[Position identification records]
********************
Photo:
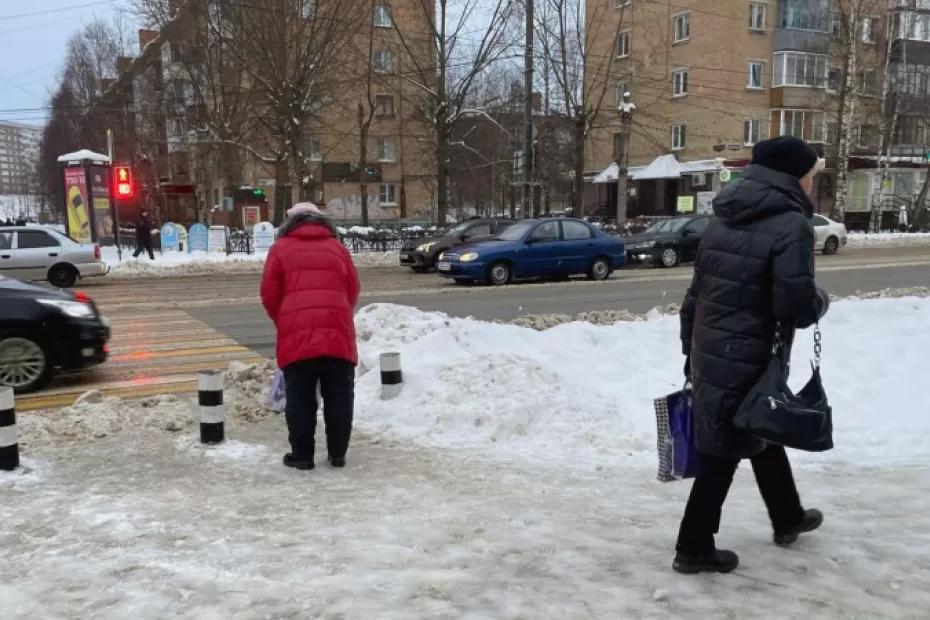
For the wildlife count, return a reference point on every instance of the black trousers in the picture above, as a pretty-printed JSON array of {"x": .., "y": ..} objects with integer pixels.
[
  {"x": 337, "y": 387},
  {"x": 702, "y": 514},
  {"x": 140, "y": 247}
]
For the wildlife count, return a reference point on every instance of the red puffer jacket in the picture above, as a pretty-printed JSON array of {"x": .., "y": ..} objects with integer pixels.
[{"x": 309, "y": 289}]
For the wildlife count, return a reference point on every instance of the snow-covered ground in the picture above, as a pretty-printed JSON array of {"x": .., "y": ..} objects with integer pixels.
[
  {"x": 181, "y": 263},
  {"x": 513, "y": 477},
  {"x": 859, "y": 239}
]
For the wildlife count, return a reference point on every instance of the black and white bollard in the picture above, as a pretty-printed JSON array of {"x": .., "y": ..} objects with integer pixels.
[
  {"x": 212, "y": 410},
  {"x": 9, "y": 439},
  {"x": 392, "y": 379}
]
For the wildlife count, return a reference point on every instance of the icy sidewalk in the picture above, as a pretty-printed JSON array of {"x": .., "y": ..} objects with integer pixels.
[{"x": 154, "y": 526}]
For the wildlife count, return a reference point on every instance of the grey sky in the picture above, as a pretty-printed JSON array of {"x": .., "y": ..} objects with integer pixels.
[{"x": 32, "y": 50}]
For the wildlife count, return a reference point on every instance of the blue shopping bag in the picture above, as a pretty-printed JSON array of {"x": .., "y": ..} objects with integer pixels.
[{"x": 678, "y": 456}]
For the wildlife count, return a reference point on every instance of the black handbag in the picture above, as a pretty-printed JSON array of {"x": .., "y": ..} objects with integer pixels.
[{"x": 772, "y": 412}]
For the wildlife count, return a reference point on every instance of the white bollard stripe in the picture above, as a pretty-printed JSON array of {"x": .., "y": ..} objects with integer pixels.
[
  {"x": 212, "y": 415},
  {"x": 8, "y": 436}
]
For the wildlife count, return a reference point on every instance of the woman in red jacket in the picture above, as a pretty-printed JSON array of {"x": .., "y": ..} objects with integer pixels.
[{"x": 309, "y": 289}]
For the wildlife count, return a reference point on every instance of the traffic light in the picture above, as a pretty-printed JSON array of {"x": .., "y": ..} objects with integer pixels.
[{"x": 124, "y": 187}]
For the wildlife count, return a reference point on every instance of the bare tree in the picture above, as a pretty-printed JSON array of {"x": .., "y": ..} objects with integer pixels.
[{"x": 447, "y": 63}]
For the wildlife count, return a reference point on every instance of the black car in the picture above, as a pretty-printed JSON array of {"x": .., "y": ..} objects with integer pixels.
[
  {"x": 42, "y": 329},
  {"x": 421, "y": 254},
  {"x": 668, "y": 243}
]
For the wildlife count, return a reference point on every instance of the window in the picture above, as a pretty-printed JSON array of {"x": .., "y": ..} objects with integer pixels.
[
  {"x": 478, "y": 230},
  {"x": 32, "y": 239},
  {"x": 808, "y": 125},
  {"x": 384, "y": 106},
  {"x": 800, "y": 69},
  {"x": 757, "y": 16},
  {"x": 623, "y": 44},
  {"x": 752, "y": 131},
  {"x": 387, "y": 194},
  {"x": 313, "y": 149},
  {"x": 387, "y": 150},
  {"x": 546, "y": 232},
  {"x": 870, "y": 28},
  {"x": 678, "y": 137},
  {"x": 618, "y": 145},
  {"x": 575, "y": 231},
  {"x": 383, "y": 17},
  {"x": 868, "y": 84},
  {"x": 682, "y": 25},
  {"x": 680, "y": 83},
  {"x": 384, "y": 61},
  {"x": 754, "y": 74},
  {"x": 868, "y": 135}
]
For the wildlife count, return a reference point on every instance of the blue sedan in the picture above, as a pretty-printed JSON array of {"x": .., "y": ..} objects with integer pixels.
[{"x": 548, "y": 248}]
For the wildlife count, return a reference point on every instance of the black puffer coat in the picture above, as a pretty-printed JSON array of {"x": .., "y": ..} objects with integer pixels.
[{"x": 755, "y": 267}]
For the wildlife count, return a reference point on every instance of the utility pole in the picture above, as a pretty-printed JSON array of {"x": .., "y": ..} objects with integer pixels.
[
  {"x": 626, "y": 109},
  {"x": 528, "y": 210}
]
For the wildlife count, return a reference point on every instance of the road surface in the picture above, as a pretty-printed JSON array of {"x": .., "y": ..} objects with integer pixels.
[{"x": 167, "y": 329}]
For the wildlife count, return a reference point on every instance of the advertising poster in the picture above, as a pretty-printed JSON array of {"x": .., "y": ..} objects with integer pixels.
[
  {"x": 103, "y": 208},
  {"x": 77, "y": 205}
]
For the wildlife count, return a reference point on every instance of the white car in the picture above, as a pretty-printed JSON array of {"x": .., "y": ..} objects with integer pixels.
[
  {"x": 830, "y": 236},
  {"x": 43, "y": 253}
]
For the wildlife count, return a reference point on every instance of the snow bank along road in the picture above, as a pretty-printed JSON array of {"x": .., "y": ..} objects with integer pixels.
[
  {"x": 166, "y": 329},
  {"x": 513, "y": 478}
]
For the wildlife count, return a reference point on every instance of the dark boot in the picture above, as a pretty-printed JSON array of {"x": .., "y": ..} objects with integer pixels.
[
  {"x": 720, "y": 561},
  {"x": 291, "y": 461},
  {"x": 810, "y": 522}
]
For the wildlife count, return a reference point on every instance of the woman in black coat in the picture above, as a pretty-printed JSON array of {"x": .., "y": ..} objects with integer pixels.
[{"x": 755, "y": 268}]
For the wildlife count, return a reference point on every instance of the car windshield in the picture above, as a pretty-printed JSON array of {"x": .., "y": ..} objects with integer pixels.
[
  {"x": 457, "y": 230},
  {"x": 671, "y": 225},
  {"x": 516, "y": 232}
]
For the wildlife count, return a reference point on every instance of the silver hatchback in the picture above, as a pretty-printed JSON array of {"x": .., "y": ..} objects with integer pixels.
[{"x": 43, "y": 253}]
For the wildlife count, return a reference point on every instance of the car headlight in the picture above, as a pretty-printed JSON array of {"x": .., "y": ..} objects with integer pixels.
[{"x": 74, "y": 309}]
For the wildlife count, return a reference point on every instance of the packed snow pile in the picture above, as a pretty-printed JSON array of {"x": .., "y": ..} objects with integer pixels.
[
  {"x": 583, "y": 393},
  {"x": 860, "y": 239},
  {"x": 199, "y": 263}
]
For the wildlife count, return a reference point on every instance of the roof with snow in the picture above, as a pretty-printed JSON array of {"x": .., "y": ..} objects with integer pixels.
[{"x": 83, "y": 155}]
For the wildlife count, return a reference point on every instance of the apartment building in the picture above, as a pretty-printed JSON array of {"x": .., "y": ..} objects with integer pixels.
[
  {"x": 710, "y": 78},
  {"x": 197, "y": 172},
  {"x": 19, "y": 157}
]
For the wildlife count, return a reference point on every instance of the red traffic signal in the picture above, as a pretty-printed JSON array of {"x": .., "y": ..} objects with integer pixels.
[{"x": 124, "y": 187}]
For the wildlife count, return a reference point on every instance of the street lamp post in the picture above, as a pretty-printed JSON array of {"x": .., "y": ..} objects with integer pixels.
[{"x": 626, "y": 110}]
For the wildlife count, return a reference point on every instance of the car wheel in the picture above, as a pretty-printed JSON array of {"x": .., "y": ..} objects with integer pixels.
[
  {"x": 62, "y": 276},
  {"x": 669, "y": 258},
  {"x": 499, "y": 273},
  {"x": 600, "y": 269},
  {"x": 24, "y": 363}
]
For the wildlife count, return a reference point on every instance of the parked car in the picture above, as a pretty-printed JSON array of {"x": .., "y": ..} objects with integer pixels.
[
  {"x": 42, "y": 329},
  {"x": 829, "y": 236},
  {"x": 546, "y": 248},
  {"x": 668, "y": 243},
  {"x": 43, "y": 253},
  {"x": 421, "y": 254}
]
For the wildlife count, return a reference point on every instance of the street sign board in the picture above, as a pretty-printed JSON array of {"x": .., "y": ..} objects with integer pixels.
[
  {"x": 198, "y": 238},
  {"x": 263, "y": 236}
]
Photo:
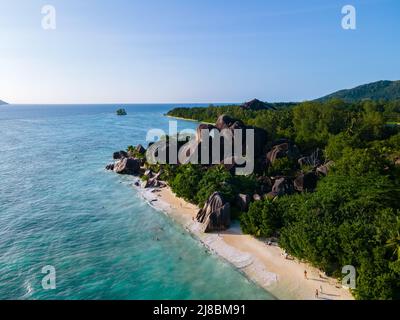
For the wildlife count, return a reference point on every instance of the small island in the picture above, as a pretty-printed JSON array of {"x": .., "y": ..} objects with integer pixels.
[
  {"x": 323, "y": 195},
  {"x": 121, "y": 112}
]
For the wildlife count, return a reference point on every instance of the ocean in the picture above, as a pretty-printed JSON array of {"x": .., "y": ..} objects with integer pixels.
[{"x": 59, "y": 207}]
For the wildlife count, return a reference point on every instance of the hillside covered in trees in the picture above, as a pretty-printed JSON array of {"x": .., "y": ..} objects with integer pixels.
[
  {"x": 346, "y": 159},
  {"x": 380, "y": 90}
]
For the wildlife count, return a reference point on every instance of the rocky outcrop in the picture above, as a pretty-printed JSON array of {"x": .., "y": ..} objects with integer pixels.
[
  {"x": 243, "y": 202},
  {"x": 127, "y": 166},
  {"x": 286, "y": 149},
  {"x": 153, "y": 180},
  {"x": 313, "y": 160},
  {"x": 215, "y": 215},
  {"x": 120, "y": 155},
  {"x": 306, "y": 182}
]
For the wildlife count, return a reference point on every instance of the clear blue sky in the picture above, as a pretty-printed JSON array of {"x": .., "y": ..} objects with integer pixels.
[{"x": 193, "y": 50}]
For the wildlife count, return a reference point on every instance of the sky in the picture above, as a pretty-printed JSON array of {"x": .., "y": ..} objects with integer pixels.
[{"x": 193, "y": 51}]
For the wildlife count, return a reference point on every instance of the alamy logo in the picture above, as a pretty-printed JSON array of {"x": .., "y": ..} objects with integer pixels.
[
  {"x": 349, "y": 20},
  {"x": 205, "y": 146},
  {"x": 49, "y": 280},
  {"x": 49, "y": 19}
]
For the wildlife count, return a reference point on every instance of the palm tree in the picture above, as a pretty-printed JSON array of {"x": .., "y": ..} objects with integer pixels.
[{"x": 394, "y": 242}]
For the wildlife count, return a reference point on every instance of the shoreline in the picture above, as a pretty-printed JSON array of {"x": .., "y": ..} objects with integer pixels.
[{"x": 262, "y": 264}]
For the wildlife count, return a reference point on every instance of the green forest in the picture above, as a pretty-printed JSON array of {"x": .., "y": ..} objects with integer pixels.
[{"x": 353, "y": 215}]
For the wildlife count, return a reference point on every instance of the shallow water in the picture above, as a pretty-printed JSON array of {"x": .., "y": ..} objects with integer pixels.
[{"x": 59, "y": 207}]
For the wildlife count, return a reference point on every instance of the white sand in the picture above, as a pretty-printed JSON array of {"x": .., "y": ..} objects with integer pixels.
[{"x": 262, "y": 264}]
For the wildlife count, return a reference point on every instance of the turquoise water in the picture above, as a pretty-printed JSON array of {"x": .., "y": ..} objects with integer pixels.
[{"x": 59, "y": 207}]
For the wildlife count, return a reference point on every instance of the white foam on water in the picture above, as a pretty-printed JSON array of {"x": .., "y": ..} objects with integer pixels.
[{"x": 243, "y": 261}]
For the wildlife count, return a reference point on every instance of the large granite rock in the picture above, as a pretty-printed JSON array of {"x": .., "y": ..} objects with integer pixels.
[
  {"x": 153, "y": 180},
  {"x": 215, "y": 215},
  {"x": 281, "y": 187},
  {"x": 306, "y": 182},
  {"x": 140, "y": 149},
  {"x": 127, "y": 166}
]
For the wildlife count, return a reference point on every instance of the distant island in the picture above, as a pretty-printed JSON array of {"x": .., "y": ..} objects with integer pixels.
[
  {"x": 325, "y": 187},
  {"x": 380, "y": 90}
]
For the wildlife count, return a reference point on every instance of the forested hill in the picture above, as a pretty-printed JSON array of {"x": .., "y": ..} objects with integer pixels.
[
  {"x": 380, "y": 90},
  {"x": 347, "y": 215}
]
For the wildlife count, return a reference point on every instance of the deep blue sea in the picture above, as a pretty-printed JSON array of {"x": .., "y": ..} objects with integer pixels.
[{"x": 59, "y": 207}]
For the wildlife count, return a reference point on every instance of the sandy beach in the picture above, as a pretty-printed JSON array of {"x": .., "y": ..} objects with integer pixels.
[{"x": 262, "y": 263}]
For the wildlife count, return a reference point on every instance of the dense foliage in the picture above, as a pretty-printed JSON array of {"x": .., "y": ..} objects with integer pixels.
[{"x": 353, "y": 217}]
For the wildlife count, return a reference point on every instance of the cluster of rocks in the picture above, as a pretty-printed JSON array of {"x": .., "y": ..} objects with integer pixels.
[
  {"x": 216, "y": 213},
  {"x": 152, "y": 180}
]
********************
## REQUEST
Convert the lines above into a JSON list of strings, one string per line and blank lines left out, starting at the line that contains "of the distant" and ending at the end of the records.

## SOLUTION FOR THIS TASK
[
  "For the wildlife count, return a reference point on every instance of the distant island in the picture above, as a pretty-printed JSON array of {\"x\": .., \"y\": ..} objects with integer pixels.",
  "[",
  "  {\"x\": 325, \"y\": 187},",
  "  {\"x\": 380, \"y\": 90}",
  "]",
  "For the wildlife count, return a reference point on every instance of the forested hill in the picture above, as a pretty-printed JSON array of {\"x\": .., \"y\": ..} objects with integer pixels.",
  "[",
  "  {\"x\": 380, \"y\": 90},",
  "  {\"x\": 347, \"y\": 215}",
  "]",
  "For the wildlife count, return a reference point on every instance of the deep blue sea in the picture above, as a pretty-printed JSON array of {\"x\": .., \"y\": ..} objects with integer pixels.",
  "[{\"x\": 59, \"y\": 207}]",
  "For the wildlife count, return a reference point on every instance of the sandy beach in the picture above, as a pretty-printed JSON array of {\"x\": .., \"y\": ..} objects with integer pixels.",
  "[{\"x\": 262, \"y\": 263}]",
  "For the wildlife count, return a reference point on every instance of the dense foliage in the picture above, as a pretty-printed JSON array of {\"x\": .., \"y\": ..} objects with integer pixels.",
  "[{\"x\": 353, \"y\": 217}]",
  "For the wildlife count, return a reference point on every instance of the cluster of rocks in the picture above, as a pretty-printed JSON array of {\"x\": .., \"y\": ..} objects with integer pixels.",
  "[",
  "  {\"x\": 216, \"y\": 213},",
  "  {\"x\": 152, \"y\": 180}",
  "]"
]